--- SOURCE MATERIAL ---
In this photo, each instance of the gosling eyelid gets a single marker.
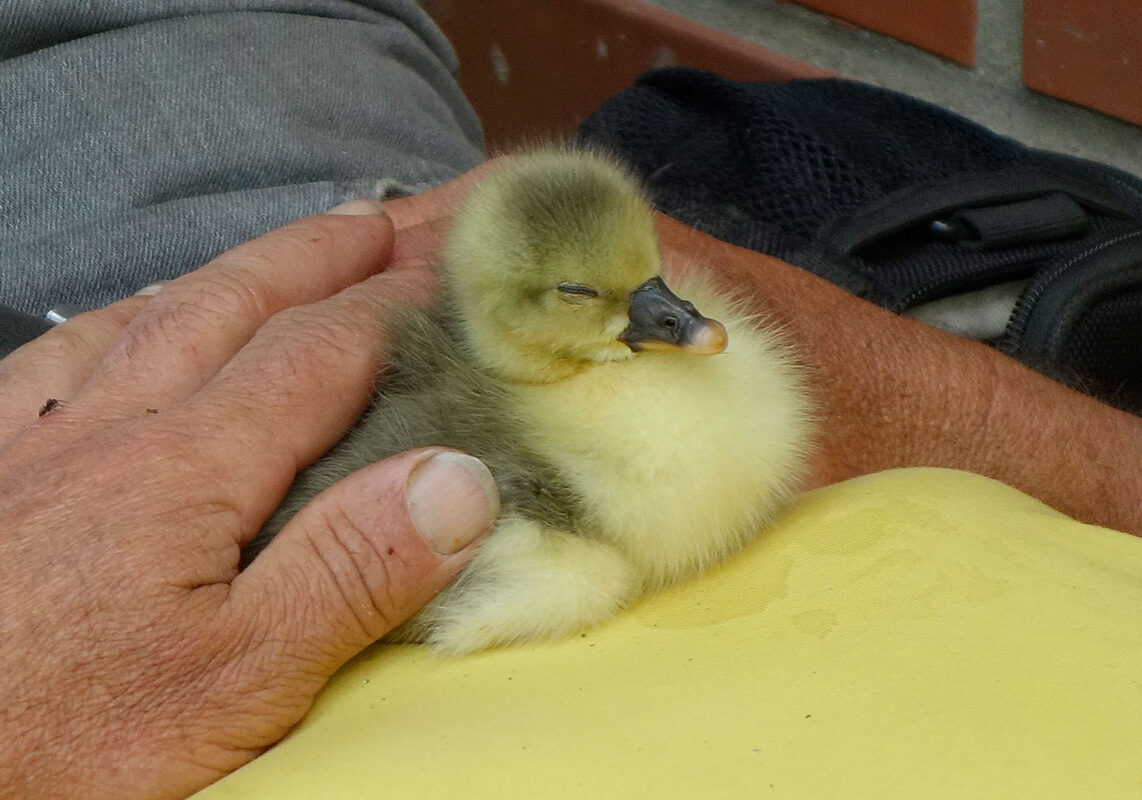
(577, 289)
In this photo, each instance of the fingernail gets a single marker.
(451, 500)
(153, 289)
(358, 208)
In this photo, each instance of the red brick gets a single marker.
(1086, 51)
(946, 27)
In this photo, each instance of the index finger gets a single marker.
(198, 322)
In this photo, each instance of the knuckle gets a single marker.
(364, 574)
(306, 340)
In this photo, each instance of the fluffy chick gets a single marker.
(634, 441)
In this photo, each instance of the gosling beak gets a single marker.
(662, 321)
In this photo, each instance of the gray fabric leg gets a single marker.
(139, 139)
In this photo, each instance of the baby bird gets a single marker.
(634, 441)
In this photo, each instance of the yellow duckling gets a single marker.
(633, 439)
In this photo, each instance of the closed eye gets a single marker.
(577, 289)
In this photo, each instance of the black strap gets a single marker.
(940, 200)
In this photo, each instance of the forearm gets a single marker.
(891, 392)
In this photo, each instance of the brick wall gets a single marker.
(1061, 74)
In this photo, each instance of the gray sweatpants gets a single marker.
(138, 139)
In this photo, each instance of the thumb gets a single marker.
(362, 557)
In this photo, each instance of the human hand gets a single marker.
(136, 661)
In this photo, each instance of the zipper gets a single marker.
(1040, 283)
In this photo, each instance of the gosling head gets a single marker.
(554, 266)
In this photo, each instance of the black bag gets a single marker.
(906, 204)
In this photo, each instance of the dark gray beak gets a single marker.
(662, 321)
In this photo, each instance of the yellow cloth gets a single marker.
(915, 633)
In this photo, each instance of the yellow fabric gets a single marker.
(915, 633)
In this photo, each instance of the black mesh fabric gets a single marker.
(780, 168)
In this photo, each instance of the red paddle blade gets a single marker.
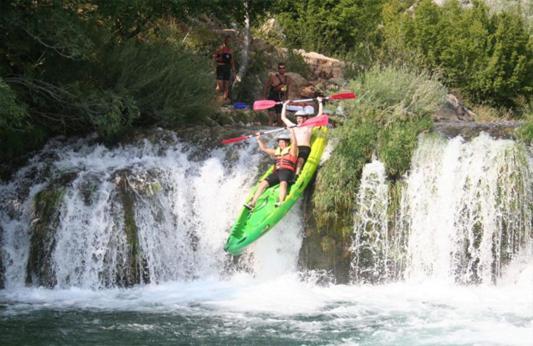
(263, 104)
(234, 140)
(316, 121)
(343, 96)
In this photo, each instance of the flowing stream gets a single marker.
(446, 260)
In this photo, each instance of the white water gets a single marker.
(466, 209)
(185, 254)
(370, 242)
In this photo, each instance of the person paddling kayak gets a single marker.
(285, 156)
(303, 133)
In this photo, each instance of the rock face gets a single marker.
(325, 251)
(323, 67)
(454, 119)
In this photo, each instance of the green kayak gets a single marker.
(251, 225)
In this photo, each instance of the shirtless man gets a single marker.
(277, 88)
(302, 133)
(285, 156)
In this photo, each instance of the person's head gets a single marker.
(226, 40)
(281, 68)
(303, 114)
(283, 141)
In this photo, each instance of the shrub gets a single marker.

* * *

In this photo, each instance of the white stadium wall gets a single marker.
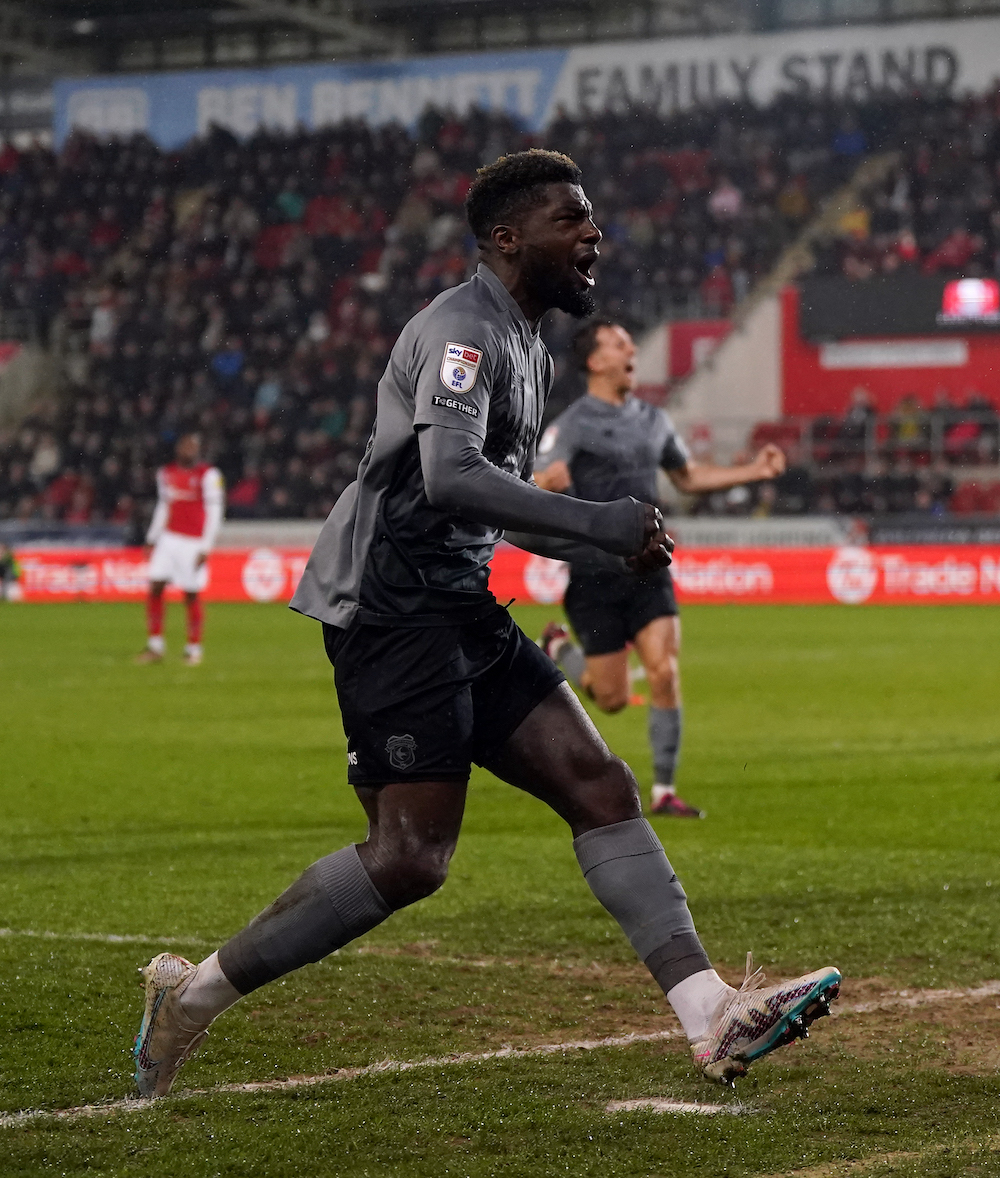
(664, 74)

--- WHAT IS ASKED ---
Which lines in the listing above contain the string "beak"? Copy each of them, matching case exactly.

--- ANSWER TO THIS TASK ---
In this photo, each instance of the gosling beak gets a single marker.
In this photo, each instance of the dark gray beak gets a single marker.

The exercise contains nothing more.